**DOCUMENT EXCERPT**
####

Publication bias was assessed for each meta-analysis result using Begg's test and Egger's test, which indicated that publication bias existed in the studies on blood vitamin E levels in patients with depression (P < 0.05), while no publication bias was observed in the remaining studies (P > 0.05) (Table S7). To address the potential issue of publication bias, the trim-and-fill method was employed for further analysis. For studies on blood vitamin E levels in patients with depression, statistical significance was observed before applying the trim-and-fill method (SMD = −0.77; 95% CI: −1.39, −0.16; and P < 0.05). After incorporating data from three imputed studies via the trim-and-fill method and re-analyzing all studies in the meta-analysis, statistical significance was lost (SMD = −0.18; 95% CI: −0.99, 0.63; and P > 0.05).
3.3.3 Blood levels of antioxidant vitamins in patients with SZ.
The meta-analysis revealed no significant difference in blood vitamin A (SMD = −0.37; 95% CI: −0.85, 0.11; P = 0.13; and I2 = 66.62%) levels between SZ patients and controls, but significant differences were observed for vitamin C (SMD = −0.85; 95% CI: −1.49, −0.21; P = 0.01; and I2 = 82.98%) and vitamin E (SMD = −0.92; 95% CI: −1.21, −0.62; P < 0.01; and I2 = 74.02%), with lower levels in SZ patients (Fig. 3).

####

**INFORMATION SHOWN**
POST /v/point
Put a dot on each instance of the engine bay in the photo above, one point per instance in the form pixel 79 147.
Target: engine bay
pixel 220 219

####

**EXERCISE INSTRUCTIONS**
Continue the meta-analysis excerpt on blood antioxidant vitamin levels in psychiatric patients, beginning immediately after its final sentence about vitamins A, C, and E in SZ patients.

**RESPONSE**
 |
| | Fig. 3 Forest plot of antioxidant vitamin levels in the blood of patients with SZ and controls. A: Vitamin A; B: vitamin C; and C: vitamin E. | |
Sensitivity analysis indicated that the meta-analysis results were relatively stable, with no extreme results observed (Fig. S9). Due to high heterogeneity, subgroup analyses based on country and diagnostic criteria were performed (Table S9), but heterogeneity remained high within subgroups, with no significant reduction compared to the overall analysis.
Publication bias was assessed for studies on blood levels of vitamins C and E in patients with SZ using Begg's test and Egger's test, which indicated that publication bias existed in the subset of studies focusing on blood vitamin C levels (P < 0.05), while no publication bias was observed in those focusing on blood vitamin E levels (P > 0.05) (Table S7). To address the potential issue of publication bias, the trim-and-fill method was employed for further analysis of the vitamin C subset. For these vitamin C studies, statistical significance was observed before applying the trim-and-fill method (SMD = −0.34; 95% CI: −0.54, −0.13; and P < 0.05). After incorporating data from three imputed studies using the trim-and-fill method and re-analyzing all vitamin C studies in the meta-analysis, statistical significance was lost (SMD = −0.16; 95% CI: −0.34, 0.03; and P > 0.05).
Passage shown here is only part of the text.